→ YOUR ASSIGNMENT
A faithful copy of the entries is needed, one that leaves out the pictures.

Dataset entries
= = = =

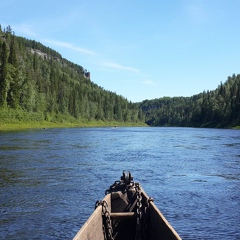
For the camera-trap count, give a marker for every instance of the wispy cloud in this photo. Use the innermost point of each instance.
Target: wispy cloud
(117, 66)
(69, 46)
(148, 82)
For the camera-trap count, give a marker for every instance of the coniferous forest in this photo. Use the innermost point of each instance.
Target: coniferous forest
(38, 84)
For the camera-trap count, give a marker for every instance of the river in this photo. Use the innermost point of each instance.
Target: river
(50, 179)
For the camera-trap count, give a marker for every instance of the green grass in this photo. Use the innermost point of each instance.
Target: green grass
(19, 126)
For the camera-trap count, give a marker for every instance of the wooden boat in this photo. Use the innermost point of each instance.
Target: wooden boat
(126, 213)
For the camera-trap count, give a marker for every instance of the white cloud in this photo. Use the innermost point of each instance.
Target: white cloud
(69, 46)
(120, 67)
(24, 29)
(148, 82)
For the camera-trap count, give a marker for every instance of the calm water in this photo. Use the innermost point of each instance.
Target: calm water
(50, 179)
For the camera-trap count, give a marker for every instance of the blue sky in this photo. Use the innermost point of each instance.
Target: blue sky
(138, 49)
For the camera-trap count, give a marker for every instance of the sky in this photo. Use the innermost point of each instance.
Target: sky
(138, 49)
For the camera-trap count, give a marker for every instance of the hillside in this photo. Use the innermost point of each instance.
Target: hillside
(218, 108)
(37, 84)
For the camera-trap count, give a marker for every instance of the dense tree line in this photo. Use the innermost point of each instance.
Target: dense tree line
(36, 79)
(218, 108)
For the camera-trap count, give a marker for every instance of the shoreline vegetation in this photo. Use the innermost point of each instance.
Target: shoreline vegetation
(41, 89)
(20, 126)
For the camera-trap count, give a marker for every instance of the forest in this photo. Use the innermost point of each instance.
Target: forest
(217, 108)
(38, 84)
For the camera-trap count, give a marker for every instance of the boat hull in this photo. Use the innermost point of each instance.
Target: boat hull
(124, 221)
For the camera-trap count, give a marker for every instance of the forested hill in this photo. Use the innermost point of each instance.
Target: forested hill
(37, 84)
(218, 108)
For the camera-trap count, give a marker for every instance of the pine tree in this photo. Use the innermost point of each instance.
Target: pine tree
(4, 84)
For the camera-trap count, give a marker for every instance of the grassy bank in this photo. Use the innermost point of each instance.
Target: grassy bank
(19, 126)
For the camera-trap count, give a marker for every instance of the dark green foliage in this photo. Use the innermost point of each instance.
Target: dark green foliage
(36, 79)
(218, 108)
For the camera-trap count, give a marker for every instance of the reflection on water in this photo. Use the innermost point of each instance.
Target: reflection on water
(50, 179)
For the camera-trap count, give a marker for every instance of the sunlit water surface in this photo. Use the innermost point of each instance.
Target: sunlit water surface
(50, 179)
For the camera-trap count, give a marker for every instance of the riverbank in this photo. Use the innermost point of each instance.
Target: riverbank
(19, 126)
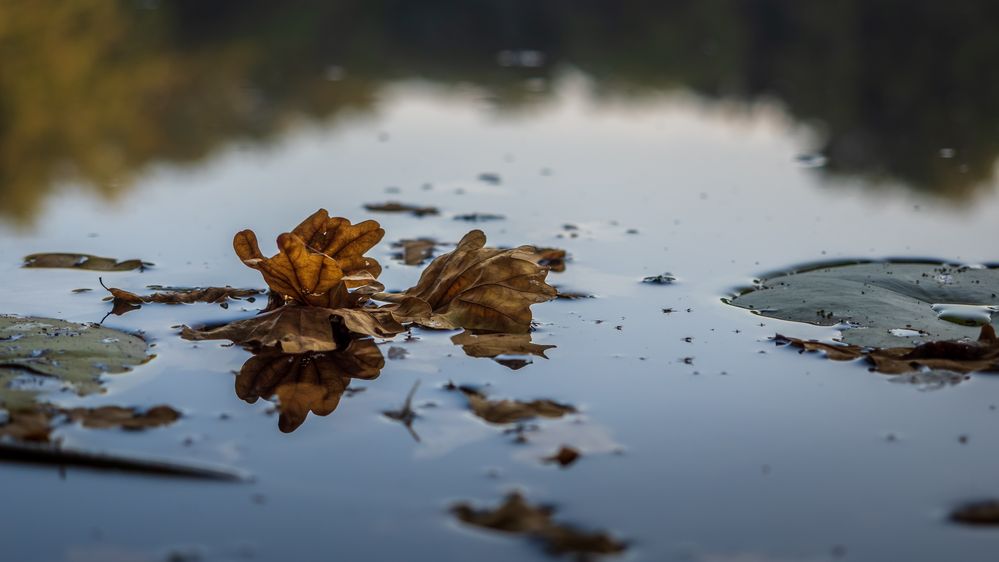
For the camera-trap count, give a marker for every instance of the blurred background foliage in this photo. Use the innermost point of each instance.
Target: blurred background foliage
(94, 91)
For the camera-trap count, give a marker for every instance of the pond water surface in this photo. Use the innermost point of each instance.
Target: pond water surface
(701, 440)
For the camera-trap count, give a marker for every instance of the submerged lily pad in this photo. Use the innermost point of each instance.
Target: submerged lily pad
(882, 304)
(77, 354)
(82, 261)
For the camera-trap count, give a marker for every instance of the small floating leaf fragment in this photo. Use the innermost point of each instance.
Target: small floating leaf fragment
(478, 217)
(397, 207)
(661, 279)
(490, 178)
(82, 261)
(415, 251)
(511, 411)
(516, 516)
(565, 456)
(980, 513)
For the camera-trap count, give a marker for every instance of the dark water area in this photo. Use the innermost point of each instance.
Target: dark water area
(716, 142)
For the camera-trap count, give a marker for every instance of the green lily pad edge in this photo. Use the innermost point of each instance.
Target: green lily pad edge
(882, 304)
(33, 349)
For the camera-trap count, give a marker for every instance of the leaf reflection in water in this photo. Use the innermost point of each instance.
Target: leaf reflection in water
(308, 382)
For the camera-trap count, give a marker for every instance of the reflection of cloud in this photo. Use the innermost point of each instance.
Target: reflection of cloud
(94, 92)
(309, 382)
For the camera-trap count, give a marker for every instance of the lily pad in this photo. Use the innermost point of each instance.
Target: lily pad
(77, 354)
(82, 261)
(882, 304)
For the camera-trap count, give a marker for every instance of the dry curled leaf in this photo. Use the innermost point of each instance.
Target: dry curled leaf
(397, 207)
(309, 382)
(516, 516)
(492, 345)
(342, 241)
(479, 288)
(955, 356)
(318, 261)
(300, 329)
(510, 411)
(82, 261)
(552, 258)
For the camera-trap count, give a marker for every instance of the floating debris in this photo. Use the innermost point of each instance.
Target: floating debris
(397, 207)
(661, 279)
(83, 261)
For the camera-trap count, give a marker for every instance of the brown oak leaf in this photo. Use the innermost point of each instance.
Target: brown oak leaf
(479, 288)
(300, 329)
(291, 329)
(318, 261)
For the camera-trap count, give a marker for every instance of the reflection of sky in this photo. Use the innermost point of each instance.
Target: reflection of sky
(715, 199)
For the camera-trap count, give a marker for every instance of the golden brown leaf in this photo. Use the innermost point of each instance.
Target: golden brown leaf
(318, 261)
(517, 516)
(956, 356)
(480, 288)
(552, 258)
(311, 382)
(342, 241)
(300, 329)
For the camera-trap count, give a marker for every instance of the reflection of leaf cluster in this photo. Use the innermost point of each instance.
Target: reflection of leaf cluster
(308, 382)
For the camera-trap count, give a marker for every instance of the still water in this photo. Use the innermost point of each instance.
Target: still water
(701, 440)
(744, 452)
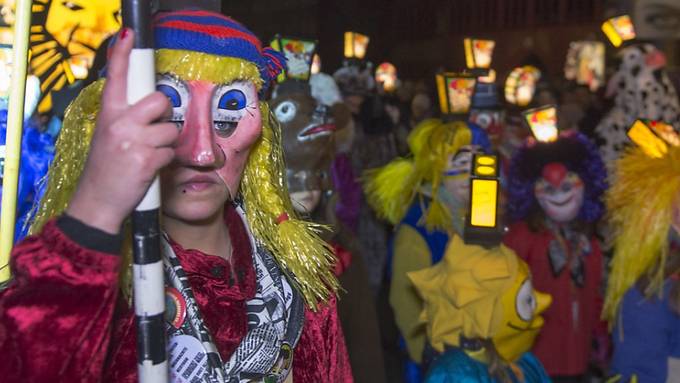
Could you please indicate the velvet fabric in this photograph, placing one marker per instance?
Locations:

= = = =

→ WRITTEN ANSWER
For the camera-trap count, give a marker for every instance of the wispy cloud in this photo. Use the innermost point of each instance.
Target: wispy cloud
(117, 66)
(69, 46)
(148, 82)
For the camera-trap count, give a marker for every instance of the coniferous forest in this photo. Use the innermost point of each instance.
Target: coniferous forest
(38, 84)
For the camera-trap count, give a marker for every instance of the river in this photo. Use the innermost point of each instance.
Target: river
(50, 179)
For the camera-trap count, give a marker for every instance of the green grass in this photo. Use the innermost point of each instance.
Target: green grass
(19, 126)
For the camera-trap count, give a marker for every instance of the wooden boat in this photo. Use the innermost point of each instance.
Target: wooden boat
(126, 213)
For the camera-trap count, give a marker for every instance of the white cloud in this photo. Use the innermost point of each instance.
Target: white cloud
(69, 46)
(120, 67)
(24, 29)
(148, 82)
For the camera-trap count, give a marker for every instance of the calm water in this photo. Use the innermost point of each instance.
Target: calm water
(50, 179)
For the camera-trap count, give a marker for every instance of the blue sky in this photo. Use the innermost point of each instance.
Target: blue sky
(138, 49)
For the camera-trap count, give a marker for every instance of the sky in this photo. Use the innermost point of each instance.
Target: sky
(138, 49)
For the camera-trap count, give a marker for every instance of the hillside in this photo. Use the innermost point of each instance.
Target: hillside
(218, 108)
(37, 84)
For the camera-trap count, give a marker for every instance of the dense tree line in this photo. Use the innermost point of each instance.
Target: dense tree line
(36, 79)
(218, 108)
For the camera-trap count, give a marker for every instance of the shoreline vegetation in this photo. Use the innermost point of each instance.
Target: shoreline vegetation
(41, 89)
(20, 126)
For the camera-trap count, give a marker for every instance of the forest in this photo. Use the innermost point of each instance.
Target: forest
(217, 108)
(38, 84)
For the camera-trap count, give a marker for every instance of the boat hull in this photo. Use the innermost point of each instance.
Target: boat hull
(124, 221)
For the camera-trap count, give a marker for every instance of the forested hill in this photo. Use the innermost point of each instance.
Target: forested hill
(37, 84)
(218, 108)
For the camera-trap count, give a marker for every instance of the pine tree in this photo. Use the innermost point of each instance.
Target: pine tree
(4, 84)
For the camera-trap count, give a marker for every instance of the grassy bank in this photo. Use the innermost point of each instance.
Target: grassy bank
(19, 126)
For the camera-trap count, give a marker for every instance of the dark green foliage in this photo. Use the innermost point of each instance.
Target: dark green foliage
(36, 79)
(218, 108)
For the camera-trap count, give a marker for every instance of the reflection on water in this photo. Use the innermost point of each instance.
Target: reflection on water
(50, 179)
For the camera-trap count, give a marker for every instance of the sunlit water surface in this photo. Use the innermost point of each instance.
Target: sunlit water surface
(50, 179)
For the camera-trap count, give a marker for every instance of the riverbank in this photo. Use the innermost point of each instance.
Target: riverbank
(19, 126)
For the camera-trap count, give a marker for every instance of the blurred background foliage in this photo. Use the innermost point of each instance.
Target: blurred background foliage
(94, 91)
For the camera-trap count, give a marker for every instance of the pond water surface in this photo. Use the innermost point of each instance.
Target: pond water surface
(701, 440)
For the camera-trap count, give a marker for every instance of the submerged lily pad in this photo. Use the innermost point of each instance.
Target: submerged lily pad
(882, 304)
(77, 354)
(82, 261)
For the camera-trap count, give a marker for every instance of the small floating leaf fragment in this photo. Use the innermost point of each instance.
Target: small floating leaf fragment
(478, 217)
(397, 207)
(661, 279)
(490, 178)
(82, 261)
(415, 251)
(511, 411)
(516, 516)
(565, 456)
(980, 513)
For the camera-trap count, give a marker for every instance of the dark water area in this photo. Use the innermost point of each instance.
Target: dark water area
(716, 142)
For the camera-trap count, give a marker for every instance of the green lily pad edge in this photo. Use the innermost point of each instance.
Target: green lily pad edge
(882, 304)
(33, 349)
For the camera-trap count, give a marker for every instance of the leaf reflection in water in this photo. Use the innermost point of each instance.
Target: leaf reflection in water
(308, 382)
For the camera-trap count, give a marker for every instance of the reflection of cloud in this photo. Use the innermost point of each instance.
Target: reflection of cloud
(94, 92)
(309, 382)
For the camera-trap count, give a marker for every instance of the lily pad in this photo. Use the innermost point of each instance.
Target: lily pad
(77, 354)
(82, 261)
(882, 304)
For the camera-trap count, give a marker for every instance of the dry curled leaf in this photo. Use the innermost point of each instance.
Target: dry curled leaf
(397, 207)
(309, 382)
(516, 516)
(492, 345)
(342, 241)
(479, 288)
(955, 356)
(318, 261)
(300, 329)
(510, 411)
(82, 261)
(552, 258)
For the camera-trap count, give a marker for every instance of the floating debris in this photo. Use the innermost point of each instance.
Target: floating debris
(397, 207)
(661, 279)
(83, 261)
For the camera-trap count, give a marker for every instance of the brown oak leaf in this photo. Use the innermost point of each instance.
Target: brown oak leaf
(479, 288)
(300, 329)
(291, 329)
(318, 261)
For the camera-trap count, give a marker for every instance of the reflection of sky in this photo. Use the innermost point of each instance.
Target: reflection of sky
(715, 199)
For the camera-trap count, give a marker for every instance of the golden brown leaf in this photo. Use the innermost point of each instance.
Target: golden brown leaf
(318, 261)
(517, 516)
(956, 356)
(480, 288)
(552, 258)
(311, 382)
(342, 241)
(300, 329)
For the camera-trap count, give a marker for every instance of the reflection of leaf cluster in this photo. Use the innermost point of each instance.
Target: reflection of leaf cluster
(308, 382)
For the camera-trap count, give a marker for every instance of the still water in this photo. Use the innermost point of each instance.
Target: still water
(701, 440)
(744, 452)
Could you please indicate the velvet fabric in this photograph, placing one marker per instance?
Locations:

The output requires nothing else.